=== LISTING ===
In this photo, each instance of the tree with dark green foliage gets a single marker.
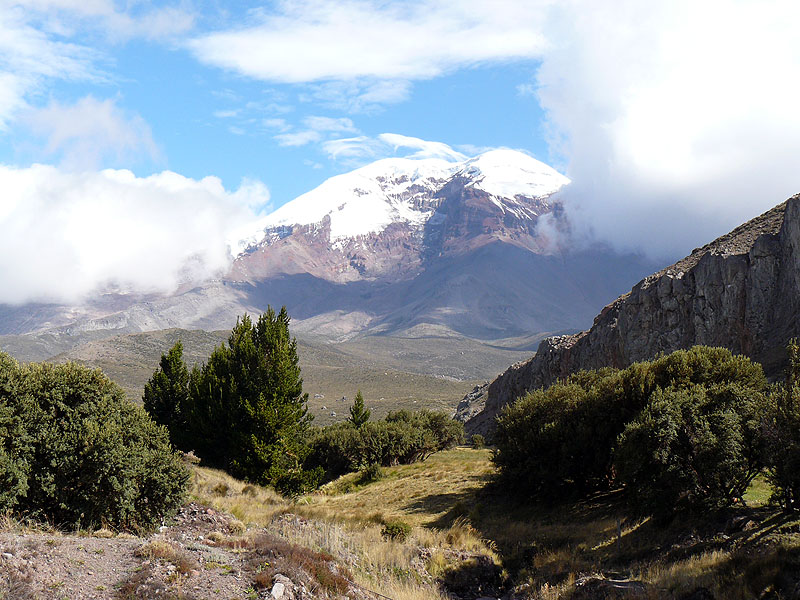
(696, 448)
(85, 454)
(403, 437)
(246, 410)
(165, 395)
(781, 430)
(358, 414)
(15, 441)
(561, 440)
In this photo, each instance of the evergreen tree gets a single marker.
(781, 430)
(166, 393)
(246, 406)
(358, 414)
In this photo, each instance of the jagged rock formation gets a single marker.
(401, 245)
(741, 291)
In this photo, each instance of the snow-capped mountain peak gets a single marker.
(508, 173)
(399, 190)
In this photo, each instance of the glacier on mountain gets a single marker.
(391, 190)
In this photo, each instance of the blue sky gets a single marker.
(197, 118)
(136, 131)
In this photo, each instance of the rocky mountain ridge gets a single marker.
(741, 291)
(430, 246)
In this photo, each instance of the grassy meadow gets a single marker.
(543, 551)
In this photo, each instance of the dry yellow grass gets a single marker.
(451, 505)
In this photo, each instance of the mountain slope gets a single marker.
(741, 291)
(396, 245)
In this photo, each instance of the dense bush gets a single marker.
(166, 393)
(781, 430)
(562, 439)
(244, 410)
(79, 452)
(402, 438)
(695, 447)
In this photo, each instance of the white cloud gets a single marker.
(137, 20)
(526, 89)
(226, 114)
(337, 125)
(88, 132)
(361, 96)
(298, 138)
(356, 39)
(357, 55)
(65, 235)
(30, 57)
(278, 124)
(358, 150)
(424, 148)
(316, 129)
(35, 46)
(678, 119)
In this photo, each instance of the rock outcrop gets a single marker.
(741, 291)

=== SET PROBLEM ===
Change "a single marker" to "one dot" everywhere in the data above, and write out all the lines again with nothing else altered. Leave the pictures out.

=== WRITTEN RESPONSE ===
In this photo, each instance of the tree with dark green foliage gets one dot.
(696, 448)
(85, 454)
(403, 437)
(246, 410)
(165, 395)
(781, 430)
(358, 414)
(15, 441)
(561, 440)
In this photo, each instance of the evergreen tree gets one dot.
(781, 430)
(166, 393)
(246, 406)
(358, 414)
In this photo, each instance of the jagged rock formation gets one dot.
(401, 245)
(741, 291)
In this photo, each instance of the snow-capped mountain peak gets one dot.
(508, 173)
(399, 190)
In this photo, each instance of the glacier on mountain gets one dot.
(391, 190)
In this photo, each instance of the blue sky gets one dot.
(197, 118)
(136, 131)
In this photo, each instance of the rocky mountain ridge gets one dot.
(741, 291)
(430, 246)
In this photo, each instance of the grassy meadow gets one dot.
(543, 551)
In this photo, each instance of the dry yellow grass gets one dot.
(451, 505)
In this photo, each instance of the mountain slope gets one dot.
(741, 291)
(396, 245)
In this photo, each instance of the dense bush gets one dot.
(166, 393)
(781, 430)
(562, 439)
(244, 410)
(79, 452)
(402, 438)
(695, 447)
In this photo, each instance of the white cloud gets one dot.
(137, 20)
(526, 89)
(226, 114)
(337, 125)
(88, 132)
(361, 96)
(298, 138)
(356, 39)
(357, 55)
(65, 235)
(30, 57)
(278, 124)
(358, 150)
(424, 148)
(316, 129)
(35, 46)
(678, 119)
In this photo, each instance of the rock outcrop gets one dot.
(741, 291)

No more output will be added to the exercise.